• [Given passage]:
###

# Question: shipping to France



## pilot1022 (Oct 16, 2007)

I have a request to ship 5-6 pen blanks to France, can you answer these questions , Whats the best way to ship with the least hassle, less cost and what way do you use when shipping to europe?


----------



## ed4copies (Oct 16, 2007)

USPS,

Those are going to be expensive blanks.

Careful, UPS (United Parcel) charges on both ends, so try to avoid using them.


----------



## ed4copies (Oct 16, 2007)

IT is a hassle, but forms are all available on-line at USPS.gov or .com (both) and you get 5% discount doing it on-line.  BUT, you still have to drop it off at the post office so they can tell you are not a terrorist.


----------



## pilot1022 (Oct 16, 2007)

Ok ed I under USPS is the probley the way to go Can I do it in a international Flatrate envolope? and Do I have to have the shipment inspected before sealing it up?


----------



## ed4copies (Oct 16, 2007)

NO, you can't use a flat rate envelope - according to the rules.

No, they don't have to inspect.

HOWEVER, YOUR post office MAY allow the flat rate envelope.  The regs say it can't be more than .25 inches thick, but MANY post offices ignore this.

Pen blanks will penetrate the flat rate env. 'cardboard'.  If you use this, try to put something around the blanks to keep the corners from being so sharp.  Of course, this will add size and weight and make the Post Office even PISSIER about their envelope size.


----------



## jcollazo (Oct 16, 2007)

Here's the link for the USPS page for France. Try the First Class International heading. A 16oz box is only $10.40. 

http://pe.usps.gov/text/imm/fh_005.htm

As far sealing the box, If you have a printed address label with postage (Paypal shipping or Endicia) the box can be sealed. Don't forget to put the "green form" (USPS from CN22) on the box or it will show up on your doorstep the next day. DAMHIKT


----------



## pilot1022 (Oct 16, 2007)

Ed, so I should use the FR box right?


----------



## ed4copies (Oct 16, 2007)

JOe's 16 oz box sounds like a good choice, if you stay under a pound.

The FR Box SHOULD go without objection - although at MY post office NOTHING goes without objection!!!!


A few of my recent favorites as I tried to mail something:
"DO you know every time the gas goes up a cent, it costs US 3 million dollars a DAY????"  Postage was ONLY raised TWO CENTS the last time, we can't make ends meet that WAY!!!!


----------



## ed4copies (Oct 16, 2007)

Oh, and Joe - ANY NUMBER of things can make it show up on YOUR porch.  The USPS seems unable to understand that I want it OVERSEAS.  I could have LEFT it on MY porch, WITHOUT their help!!![:0][:0][:0][:0]


----------



## skiprat (Oct 16, 2007)

###

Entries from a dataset
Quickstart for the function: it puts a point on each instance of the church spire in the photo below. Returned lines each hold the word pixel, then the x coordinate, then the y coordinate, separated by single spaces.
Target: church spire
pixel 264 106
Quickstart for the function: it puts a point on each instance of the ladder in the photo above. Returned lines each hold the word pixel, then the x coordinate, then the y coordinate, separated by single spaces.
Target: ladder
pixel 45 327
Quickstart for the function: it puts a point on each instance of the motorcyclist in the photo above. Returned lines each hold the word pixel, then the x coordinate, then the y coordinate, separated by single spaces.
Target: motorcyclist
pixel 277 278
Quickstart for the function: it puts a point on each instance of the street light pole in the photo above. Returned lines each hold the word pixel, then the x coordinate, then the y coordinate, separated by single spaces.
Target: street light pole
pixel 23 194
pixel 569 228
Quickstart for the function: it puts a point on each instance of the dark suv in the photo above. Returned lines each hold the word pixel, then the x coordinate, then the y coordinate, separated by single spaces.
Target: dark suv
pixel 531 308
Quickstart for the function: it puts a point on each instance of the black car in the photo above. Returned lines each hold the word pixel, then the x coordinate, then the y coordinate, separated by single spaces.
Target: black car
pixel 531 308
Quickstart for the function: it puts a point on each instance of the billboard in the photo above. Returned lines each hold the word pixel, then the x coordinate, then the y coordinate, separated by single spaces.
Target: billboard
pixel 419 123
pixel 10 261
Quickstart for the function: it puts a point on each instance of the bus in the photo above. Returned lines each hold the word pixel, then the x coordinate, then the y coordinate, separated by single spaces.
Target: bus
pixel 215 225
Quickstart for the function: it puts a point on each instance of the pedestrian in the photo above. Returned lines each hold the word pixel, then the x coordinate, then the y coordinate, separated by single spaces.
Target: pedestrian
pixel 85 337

###

• [Task requirements]:
a – In the forum thread about shipping pen blanks to France, what discount is mentioned for completing the USPS forms online?
b – Shorten the paragraph in the forum thread about shipping pen blanks to France that begins "Pen blanks will penetrate", keeping its main facts.
c – Resume the forum thread about shipping pen blanks to France from the point where it stops.

• [Answer set]:
a – A 5% discount.

b – Pen blanks can poke through the cardboard of a flat rate envelope. Wrapping them softens the sharp corners, but it adds size and weight and makes the Post Office even more irritated about the envelope's size.

c –
I'm not too familiar with your postal system, but I have recieved 
'USPS International Flat Rate Envelopes' here in the UK. they have been delivered straight to my door without any inspection or charges applied. []
I have also recieved lighter parcels, but in <b>boxes</b> that have cost me dearly.[]

I am starting to think that if the postman can carry it and fit it in your letter box then it should be no problem. But if it's in a box, it attracts the attention of the customs men and incurs additional clearing and delivery charges. I have trawled the UK customs rules, but I found them far too confusing for me to understand.
I have also found that the less professionally the package appears to be packed and labelled, the less chance it draws attention.

I really wish that this topic could go much further and some of the boffins would comment. It is often seen here that items for sale or auction etc are restricted to USA, and vice versa. 
For an example, I sent a parcel to Canada at the same time as someone else from UK. Coincedentally, our parcels had very similar weight (10kg) however, the recipient got mine for no extra costs but was apparently really stung hard for the other one. 

I believe that if the IAP wants to really be international then this should be a topic/forum on its own. I'm not advocating trying to con our way around the systems, but to know up front what we should expect to pay to send and when we will need to pay to recieve.
The IAP is now massive, there MUST be someone who knows the rules.

I do know for a fact that simply marking a package as a gift, rarely works.[] Nearly a year ago, I paid Â£38 to recieve my 'mug-o-blanks'
Jeff had very clearly marked it as a gift. 

I am about to send another parcel to USA and I REALLY don't want the recipient to have to pay anything. Any ideas?


----------



## pilot1022 (Oct 16, 2007)

Skiprat, Thanks for your comments. I think, I opened a can of worms here. I like the idea of Ed's post of labeling the box "salesman samples" for the custom people, it must have worked for him. 
Over the years I have heard so many horror stories aBout shipping from one country to another, and all the confusing rules and regulations I think it comes down to this, the people that handle the postal and customs packages if they had a good day or a good night then your package goes thru , if they did not then you get screwed.[8] All comes down to the mood there in. [}][}]


----------



## ed4copies (Oct 16, 2007)

I send and receive quite a number of samples.  

Since the "going rate" for customs seems to be between 5 and 10%, a package that contains up to $50 really isn't worth their trouble, anyhow.

When I get the 150kg shipments, it makes sense to have to pay customs.


----------



## skiprat (Oct 16, 2007)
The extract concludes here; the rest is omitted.